- **EXERCISE DIRECTIONS**:
Starting at the line that contains "Labeling rule: each instance of the yellow prototype", print every remaining line of the entries, unchanged, and output nothing more.

- **PROVIDED ENTRIES**:

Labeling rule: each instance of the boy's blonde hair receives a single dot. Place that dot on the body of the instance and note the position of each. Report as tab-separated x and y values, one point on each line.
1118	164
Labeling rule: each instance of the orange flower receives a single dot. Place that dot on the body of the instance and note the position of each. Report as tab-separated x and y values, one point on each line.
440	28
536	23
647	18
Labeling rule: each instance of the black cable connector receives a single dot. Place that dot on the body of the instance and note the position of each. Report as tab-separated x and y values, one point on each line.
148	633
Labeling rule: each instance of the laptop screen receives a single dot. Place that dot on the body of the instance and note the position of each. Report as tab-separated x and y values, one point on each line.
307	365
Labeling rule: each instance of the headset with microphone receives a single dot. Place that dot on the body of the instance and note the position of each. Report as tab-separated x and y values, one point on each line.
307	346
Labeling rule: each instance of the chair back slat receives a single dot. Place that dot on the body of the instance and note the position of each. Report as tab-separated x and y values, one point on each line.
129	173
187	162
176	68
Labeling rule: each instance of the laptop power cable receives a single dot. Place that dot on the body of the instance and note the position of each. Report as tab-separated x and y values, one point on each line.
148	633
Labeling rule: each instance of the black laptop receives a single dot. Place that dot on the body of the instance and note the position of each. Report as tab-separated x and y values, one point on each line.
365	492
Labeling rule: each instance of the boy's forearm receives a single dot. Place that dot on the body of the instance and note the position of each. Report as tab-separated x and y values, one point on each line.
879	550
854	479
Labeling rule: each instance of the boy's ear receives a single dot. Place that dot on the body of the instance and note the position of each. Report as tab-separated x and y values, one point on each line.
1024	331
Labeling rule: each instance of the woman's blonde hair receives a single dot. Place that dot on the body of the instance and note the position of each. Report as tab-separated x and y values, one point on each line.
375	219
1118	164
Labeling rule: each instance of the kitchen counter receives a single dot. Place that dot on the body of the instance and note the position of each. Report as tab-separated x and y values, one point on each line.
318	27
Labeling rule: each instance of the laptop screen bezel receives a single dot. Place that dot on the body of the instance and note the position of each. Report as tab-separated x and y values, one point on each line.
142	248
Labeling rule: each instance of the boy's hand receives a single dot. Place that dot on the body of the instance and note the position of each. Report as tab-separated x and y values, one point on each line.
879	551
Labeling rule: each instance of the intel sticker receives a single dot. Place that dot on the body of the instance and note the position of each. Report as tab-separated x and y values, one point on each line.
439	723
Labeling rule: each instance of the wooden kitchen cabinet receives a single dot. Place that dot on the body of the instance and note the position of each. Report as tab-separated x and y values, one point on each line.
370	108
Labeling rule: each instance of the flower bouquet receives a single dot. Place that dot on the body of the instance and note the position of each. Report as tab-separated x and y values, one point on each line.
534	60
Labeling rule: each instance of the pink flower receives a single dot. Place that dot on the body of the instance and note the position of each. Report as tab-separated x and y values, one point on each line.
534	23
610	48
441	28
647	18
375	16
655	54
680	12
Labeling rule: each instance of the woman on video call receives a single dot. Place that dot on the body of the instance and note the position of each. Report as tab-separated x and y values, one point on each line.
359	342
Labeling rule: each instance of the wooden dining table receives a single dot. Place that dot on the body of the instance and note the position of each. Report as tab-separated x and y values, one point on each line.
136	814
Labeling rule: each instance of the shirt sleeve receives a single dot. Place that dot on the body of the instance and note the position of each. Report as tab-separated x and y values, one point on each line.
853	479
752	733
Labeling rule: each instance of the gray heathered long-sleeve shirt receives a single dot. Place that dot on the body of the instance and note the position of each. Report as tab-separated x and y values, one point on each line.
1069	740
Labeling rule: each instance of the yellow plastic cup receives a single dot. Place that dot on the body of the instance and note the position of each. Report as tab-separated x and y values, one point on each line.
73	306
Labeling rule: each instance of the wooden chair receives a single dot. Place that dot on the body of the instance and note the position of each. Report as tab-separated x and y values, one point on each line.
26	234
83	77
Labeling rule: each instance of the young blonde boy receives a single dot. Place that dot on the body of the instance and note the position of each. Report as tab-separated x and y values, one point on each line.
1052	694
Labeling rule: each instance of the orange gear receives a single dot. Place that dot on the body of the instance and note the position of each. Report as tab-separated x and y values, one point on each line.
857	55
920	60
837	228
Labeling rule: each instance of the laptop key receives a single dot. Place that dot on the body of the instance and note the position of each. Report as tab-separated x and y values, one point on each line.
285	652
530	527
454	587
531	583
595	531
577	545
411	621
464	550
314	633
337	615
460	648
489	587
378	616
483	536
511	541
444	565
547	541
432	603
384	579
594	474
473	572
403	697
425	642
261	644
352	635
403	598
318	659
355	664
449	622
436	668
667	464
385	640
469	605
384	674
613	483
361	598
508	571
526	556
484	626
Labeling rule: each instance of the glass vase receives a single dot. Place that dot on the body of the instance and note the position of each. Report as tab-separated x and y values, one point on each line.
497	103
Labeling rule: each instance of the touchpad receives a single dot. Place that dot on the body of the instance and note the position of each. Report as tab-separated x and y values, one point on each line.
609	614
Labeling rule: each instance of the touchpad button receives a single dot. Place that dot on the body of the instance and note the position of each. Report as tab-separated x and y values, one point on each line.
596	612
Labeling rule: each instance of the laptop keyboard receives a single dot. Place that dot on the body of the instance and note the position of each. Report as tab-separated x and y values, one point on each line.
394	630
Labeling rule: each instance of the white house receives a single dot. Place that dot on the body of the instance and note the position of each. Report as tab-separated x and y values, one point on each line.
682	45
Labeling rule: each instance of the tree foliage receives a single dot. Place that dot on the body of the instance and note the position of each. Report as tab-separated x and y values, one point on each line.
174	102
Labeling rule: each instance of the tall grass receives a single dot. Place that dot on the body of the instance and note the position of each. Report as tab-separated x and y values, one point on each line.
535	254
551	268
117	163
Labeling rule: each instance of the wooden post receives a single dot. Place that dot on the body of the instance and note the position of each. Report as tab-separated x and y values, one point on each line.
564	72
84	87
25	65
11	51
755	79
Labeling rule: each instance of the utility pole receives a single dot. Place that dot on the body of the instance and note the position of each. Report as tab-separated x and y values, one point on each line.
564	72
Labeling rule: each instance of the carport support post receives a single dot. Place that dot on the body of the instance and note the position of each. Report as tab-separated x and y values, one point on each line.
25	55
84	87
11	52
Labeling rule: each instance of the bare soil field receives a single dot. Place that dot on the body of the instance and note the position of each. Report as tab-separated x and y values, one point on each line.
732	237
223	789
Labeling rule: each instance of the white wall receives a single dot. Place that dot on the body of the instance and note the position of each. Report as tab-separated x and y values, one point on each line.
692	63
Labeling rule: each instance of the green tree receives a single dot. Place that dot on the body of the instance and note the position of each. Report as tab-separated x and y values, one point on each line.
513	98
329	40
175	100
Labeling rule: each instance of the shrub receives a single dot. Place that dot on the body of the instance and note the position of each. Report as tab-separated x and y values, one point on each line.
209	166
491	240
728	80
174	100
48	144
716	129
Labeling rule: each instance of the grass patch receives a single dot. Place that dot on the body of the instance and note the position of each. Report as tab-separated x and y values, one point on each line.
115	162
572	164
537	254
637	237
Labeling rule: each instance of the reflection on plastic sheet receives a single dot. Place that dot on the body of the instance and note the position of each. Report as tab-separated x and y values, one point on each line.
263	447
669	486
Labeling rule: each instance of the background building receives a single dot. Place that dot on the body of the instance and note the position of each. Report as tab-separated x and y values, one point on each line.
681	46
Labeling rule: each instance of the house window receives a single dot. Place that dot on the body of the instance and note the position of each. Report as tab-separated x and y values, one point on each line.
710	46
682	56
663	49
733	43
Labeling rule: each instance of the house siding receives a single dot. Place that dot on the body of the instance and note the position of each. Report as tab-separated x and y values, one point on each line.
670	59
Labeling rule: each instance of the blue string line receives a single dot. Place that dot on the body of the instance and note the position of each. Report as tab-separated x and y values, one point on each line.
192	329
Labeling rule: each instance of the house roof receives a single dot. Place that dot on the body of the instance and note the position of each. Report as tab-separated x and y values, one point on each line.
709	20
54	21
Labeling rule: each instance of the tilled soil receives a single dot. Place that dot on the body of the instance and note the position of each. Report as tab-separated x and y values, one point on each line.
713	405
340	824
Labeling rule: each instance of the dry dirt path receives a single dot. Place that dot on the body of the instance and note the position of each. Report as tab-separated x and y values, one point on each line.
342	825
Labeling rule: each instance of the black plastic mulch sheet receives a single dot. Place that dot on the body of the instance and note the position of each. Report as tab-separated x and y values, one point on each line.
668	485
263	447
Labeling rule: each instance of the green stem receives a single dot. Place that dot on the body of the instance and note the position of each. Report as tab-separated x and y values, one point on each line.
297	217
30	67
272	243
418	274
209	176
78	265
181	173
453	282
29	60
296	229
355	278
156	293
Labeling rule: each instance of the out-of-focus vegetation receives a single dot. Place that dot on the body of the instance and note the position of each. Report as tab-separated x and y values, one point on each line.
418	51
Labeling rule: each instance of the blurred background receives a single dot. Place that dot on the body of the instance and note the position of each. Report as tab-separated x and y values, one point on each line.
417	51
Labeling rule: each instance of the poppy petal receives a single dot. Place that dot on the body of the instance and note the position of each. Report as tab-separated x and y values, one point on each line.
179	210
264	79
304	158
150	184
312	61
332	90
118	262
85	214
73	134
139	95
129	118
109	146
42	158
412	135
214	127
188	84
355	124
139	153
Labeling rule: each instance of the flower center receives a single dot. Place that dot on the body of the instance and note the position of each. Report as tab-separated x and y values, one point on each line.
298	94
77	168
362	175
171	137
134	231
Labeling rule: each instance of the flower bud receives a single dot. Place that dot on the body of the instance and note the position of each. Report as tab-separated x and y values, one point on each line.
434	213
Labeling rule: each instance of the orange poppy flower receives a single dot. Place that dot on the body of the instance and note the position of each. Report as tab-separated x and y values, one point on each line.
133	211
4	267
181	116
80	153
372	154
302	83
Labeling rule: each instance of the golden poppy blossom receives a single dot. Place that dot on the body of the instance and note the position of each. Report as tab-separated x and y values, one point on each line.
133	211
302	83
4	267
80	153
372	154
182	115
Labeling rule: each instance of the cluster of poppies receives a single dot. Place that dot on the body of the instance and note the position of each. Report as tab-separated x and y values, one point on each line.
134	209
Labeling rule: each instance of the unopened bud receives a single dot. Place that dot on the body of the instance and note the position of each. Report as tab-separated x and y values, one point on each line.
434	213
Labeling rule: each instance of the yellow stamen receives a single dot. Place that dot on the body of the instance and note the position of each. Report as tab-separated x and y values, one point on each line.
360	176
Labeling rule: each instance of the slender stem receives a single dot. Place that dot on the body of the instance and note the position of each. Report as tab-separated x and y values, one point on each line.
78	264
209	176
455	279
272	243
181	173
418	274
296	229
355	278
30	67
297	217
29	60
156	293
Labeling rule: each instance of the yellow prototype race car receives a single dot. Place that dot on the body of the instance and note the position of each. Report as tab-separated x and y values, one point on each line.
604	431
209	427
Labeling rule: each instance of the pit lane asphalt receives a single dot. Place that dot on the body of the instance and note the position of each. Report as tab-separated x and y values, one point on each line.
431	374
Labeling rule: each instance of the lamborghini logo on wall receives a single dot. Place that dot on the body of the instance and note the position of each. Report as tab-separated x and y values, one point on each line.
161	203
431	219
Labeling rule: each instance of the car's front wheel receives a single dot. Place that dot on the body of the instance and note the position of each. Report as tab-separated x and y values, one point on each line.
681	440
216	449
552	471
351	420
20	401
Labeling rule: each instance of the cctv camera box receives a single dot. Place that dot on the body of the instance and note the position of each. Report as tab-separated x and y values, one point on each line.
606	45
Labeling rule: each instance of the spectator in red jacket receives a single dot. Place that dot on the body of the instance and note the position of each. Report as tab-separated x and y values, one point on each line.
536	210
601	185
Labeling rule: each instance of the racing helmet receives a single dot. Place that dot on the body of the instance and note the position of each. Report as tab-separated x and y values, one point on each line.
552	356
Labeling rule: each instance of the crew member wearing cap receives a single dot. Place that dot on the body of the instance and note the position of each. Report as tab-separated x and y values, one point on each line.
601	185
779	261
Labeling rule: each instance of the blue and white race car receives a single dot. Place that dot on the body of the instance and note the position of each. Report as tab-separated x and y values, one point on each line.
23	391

- **IN RESPONSE**:
Labeling rule: each instance of the yellow prototype race car receives a single dot. Place that dot on the body of the instance and note the position of each. Report as tab-separated x and y values, one point on each line.
604	431
209	427
Labeling rule: each instance of the pit lane asphalt receives a single dot. Place that dot on the body of the instance and note the position of each. Report as tab-separated x and y values, one point on each line.
431	374
Labeling rule: each instance of the lamborghini logo on wall receives a single dot. Place that dot on the body of the instance and note the position of each. Report as tab-separated x and y values, one point on each line.
161	203
431	219
Labeling rule: each instance of the car's front wheel receives a single dot. Place that dot on the body of the instance and note the position of each. Report as tab-separated x and y values, one point on each line.
681	440
216	449
552	471
351	420
20	401
Labeling rule: each instance of the cctv camera box receives a single dot. Place that dot on the body of the instance and note the position of each. Report as tab-separated x and y values, one point on each line.
606	45
Labeling rule: each instance of the spectator in red jacket receives a single dot. Place that dot on the body of the instance and note the position of each. Report as tab-separated x and y values, one point on each line.
536	210
601	185
Labeling rule: each instance of the racing helmet receives a single dot. Place that dot on the body of the instance and note the position of each. Report as tab-separated x and y values, one point on each line.
552	356
Labeling rule: each instance of the crew member wearing cap receives a single dot. Place that dot on the body of the instance and note the position of each. Report as tab-separated x and y values, one point on each line.
601	185
779	261
Labeling rule: each instance of the blue and white race car receives a single dot. Place that dot on the body of the instance and note the position of each. Report as tab-separated x and y values, one point on each line.
23	391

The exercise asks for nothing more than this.